Obiettivo ::
Riscrivi tutti i record qui sotto come una lista JSON di stringhe, una stringa per ogni riga, saltando le righe vuote. Escludi le immagini dalla risposta.

Record salvati ::
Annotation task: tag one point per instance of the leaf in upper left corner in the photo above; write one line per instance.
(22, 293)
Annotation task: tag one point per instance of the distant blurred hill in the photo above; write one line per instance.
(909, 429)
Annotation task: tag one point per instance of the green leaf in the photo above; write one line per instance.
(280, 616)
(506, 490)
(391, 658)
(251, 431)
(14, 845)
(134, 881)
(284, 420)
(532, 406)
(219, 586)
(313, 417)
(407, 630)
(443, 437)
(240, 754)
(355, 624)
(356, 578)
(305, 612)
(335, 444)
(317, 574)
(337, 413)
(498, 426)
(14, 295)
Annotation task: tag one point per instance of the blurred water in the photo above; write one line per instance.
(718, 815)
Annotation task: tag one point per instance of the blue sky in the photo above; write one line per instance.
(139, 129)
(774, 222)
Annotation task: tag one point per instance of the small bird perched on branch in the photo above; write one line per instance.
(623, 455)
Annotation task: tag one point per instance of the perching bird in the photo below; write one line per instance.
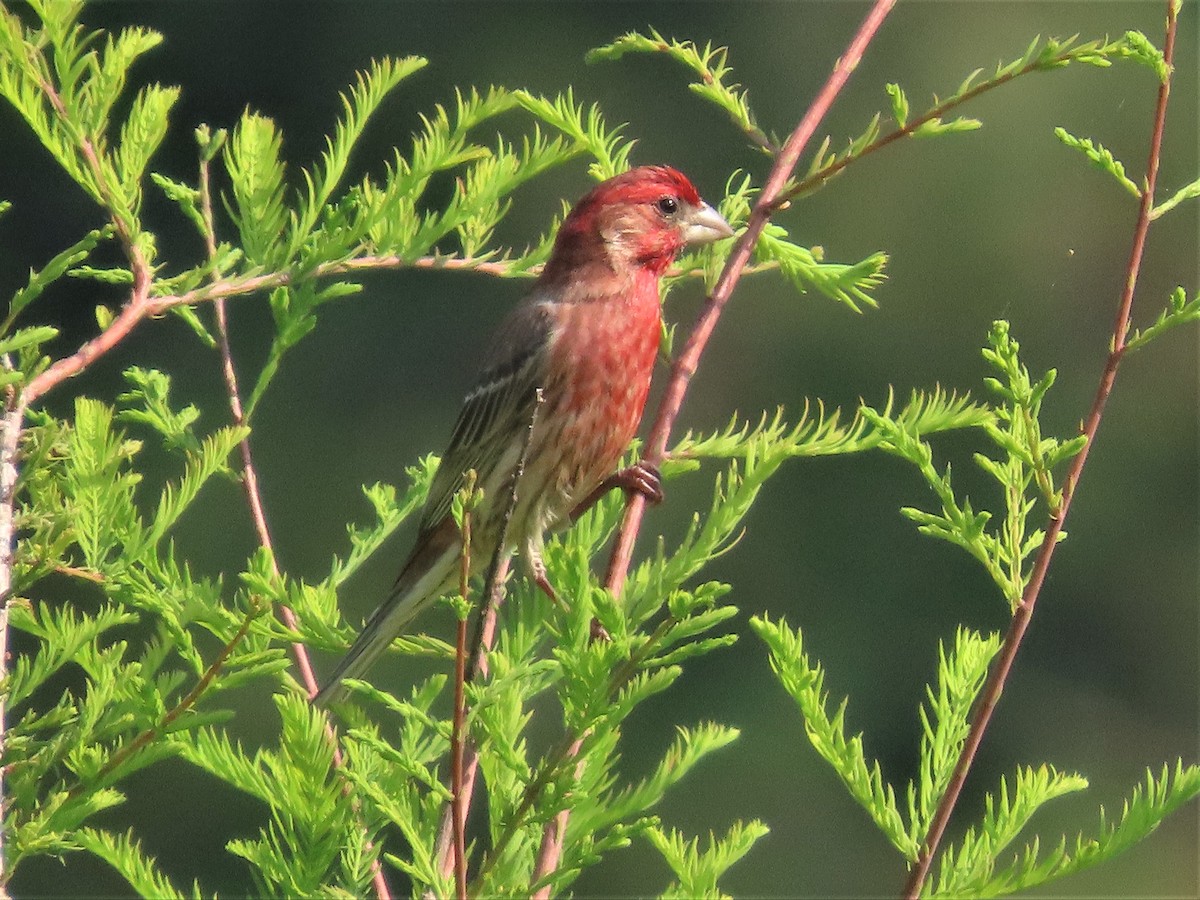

Risposta al compito ::
[
  "Annotation task: tag one point per instance of the leaf in upper left corner in the photo above; write one line per instance.",
  "(22, 293)",
  "Annotation task: tag one point per instance of the distant blurred hill in the photo above; write one line per instance.",
  "(909, 429)",
  "Annotation task: tag one point per instance of the green leaf in the photo above; write one line per instance.",
  "(280, 616)",
  "(506, 490)",
  "(391, 658)",
  "(251, 431)",
  "(14, 845)",
  "(134, 881)",
  "(284, 420)",
  "(532, 406)",
  "(219, 586)",
  "(313, 417)",
  "(407, 630)",
  "(443, 437)",
  "(240, 754)",
  "(355, 624)",
  "(356, 578)",
  "(305, 612)",
  "(335, 444)",
  "(317, 574)",
  "(337, 413)",
  "(498, 426)",
  "(14, 295)",
  "Annotation task: tag one point per instance of the blurred water in the photo above; write one line per instance.",
  "(718, 815)",
  "Annotation task: tag one point per instance of the blue sky in the photo above; write one line per instance.",
  "(139, 129)",
  "(774, 222)",
  "Annotation task: tag one point per instance of the small bird perched on branch in the photo above; write one line per instance.",
  "(623, 455)",
  "Annotation task: tag one point per instance of the perching bird in the photo below; write one line per instance."
]